### DIRECTIONS
[a] In the passage about wanting to do it all, rewrite the part starting at "So where do" and ending at "actually feels good!", swapping "superwoman" for "wonder woman".
[b] In the passage about wanting to do it all, which personal trait does the writer admit to cursing on some days?
[c] Extend the passage about wanting to do it all, picking up right after its final sentence.

### PASSAGE GIVEN

■ ■ ■ ■ ■ ■ ■

Husband: Will you PLEASE let me help you?
Me: I'm fine, really!!!
This goes on more often than you would think. I don't know what it is inside me that makes me think I have to do it ALL. For some reason I'm just bent on it. And the fact that I'm married to a man who really does like to help me has seemed to reveal my "independence" (I'd rather call it THAT instead of "stubbornness") even more!
I don't think it helps matters that I'm honestly quite the perfectionist. There are days when I curse that trait, and just as many when I thank my lucky stars for it...depends on the "crisis" at h and! Many times I want to do things on my own because I feel that I'm the only one who will complete the task correctly...which is a VERY skewed way of thinking, might I add.
So where do I draw the line? How do I land in neutral territory when the valley between "I can do it all" and "Thank you for helping me" looms?
Better yet, IS there a line that needs to be drawn? Who says I'm not supposed to try to be "superwoman", and if I don't I'm spitting in the faces of all the women who have ever begged and pleaded for women's rights?
In the midst of all the questions, I DID discover something: sometimes letting go actually feels good!

■ ■ ■ ■ ■ ■ ■

### DATASET EXTRACT
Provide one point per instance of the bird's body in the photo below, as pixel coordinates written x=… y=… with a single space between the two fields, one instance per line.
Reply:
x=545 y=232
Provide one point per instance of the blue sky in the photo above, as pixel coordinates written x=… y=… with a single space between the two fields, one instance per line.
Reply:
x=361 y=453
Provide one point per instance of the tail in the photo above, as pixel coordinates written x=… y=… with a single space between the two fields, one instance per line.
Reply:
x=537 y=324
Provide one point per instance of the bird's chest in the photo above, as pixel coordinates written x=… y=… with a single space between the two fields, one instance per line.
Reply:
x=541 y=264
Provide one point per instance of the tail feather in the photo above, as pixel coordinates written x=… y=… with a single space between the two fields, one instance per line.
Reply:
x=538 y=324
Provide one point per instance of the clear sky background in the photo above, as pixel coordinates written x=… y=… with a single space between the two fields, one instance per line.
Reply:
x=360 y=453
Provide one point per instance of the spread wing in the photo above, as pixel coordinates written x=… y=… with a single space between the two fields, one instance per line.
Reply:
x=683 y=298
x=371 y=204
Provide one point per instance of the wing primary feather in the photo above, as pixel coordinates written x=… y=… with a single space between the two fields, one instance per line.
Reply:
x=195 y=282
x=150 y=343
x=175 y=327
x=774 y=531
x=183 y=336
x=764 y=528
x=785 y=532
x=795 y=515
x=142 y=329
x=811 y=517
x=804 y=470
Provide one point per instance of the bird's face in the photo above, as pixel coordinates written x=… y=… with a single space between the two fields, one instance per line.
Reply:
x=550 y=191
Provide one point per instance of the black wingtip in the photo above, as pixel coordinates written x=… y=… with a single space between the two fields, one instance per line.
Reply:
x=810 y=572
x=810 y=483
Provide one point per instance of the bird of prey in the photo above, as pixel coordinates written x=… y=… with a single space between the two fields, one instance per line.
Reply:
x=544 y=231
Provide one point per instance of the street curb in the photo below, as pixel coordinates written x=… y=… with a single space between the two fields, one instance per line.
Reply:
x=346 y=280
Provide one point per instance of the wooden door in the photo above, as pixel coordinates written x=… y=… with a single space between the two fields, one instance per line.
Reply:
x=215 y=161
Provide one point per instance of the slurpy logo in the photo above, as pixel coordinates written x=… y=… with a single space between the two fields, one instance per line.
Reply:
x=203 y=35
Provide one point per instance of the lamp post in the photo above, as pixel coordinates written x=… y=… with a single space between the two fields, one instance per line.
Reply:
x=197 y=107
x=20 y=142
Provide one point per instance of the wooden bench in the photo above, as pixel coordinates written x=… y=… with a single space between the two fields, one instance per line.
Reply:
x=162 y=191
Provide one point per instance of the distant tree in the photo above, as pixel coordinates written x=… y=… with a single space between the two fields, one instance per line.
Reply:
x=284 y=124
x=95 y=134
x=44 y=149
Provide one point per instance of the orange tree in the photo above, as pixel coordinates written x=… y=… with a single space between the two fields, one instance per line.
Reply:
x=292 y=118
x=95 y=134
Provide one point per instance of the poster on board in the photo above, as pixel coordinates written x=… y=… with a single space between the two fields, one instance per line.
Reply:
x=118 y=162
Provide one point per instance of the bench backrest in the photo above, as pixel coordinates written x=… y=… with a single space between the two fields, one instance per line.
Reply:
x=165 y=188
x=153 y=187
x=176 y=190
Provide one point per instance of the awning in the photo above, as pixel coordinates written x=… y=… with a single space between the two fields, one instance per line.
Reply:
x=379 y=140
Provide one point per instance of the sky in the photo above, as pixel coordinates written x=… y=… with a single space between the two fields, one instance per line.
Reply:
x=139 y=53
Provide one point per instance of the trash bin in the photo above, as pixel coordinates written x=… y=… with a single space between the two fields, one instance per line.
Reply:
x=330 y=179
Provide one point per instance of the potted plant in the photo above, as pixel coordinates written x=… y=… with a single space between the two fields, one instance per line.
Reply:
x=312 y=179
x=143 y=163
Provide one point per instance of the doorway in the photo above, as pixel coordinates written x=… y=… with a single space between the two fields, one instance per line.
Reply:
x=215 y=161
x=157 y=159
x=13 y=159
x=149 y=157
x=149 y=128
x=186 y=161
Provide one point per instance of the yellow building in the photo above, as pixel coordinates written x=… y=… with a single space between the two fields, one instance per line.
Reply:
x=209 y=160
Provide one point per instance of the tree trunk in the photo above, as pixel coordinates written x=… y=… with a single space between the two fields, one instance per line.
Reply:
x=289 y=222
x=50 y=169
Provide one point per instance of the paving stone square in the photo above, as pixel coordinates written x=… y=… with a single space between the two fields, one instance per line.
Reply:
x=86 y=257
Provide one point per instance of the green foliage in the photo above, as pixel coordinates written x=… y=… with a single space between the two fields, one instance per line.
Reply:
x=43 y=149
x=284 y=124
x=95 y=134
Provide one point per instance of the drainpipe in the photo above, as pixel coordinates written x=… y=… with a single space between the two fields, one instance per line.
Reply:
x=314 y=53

■ ■ ■ ■ ■ ■ ■

### EXPECTED RESULTS
[a]
So where do I draw the line? How do I land in neutral territory when the valley between "I can do it all" and "Thank you for helping me" looms?
Better yet, IS there a line that needs to be drawn? Who says I'm not supposed to try to be "wonder woman", and if I don't I'm spitting in the faces of all the women who have ever begged and pleaded for women's rights?
In the midst of all the questions, I DID discover something: sometimes letting go actually feels good!

[b] Being a perfectionist.

[c]
When I come home on Mondays, and my husband (who has Mondays off work) has completed all of our laundry, that feels really good to me! When I leave a half-cleaned-up kitchen and take a break for a shower at the end of a long day and I come back to find that he's cleaned up the rest of the mess, that feels pretty good, too. And when we work together as a team to complete a task, it feels even better because, not only have we spent time together accomplishing something, but also because we have even more free time to spend with each other once we're done.
Now, I'm not saying that this works every time. The stubborn...errr...independent streak still rises up often (he can attest to that if you don't believe me!) I'm just saying that I think I found where the line must be drawn for myself.
What about you? Where do YOU draw the line?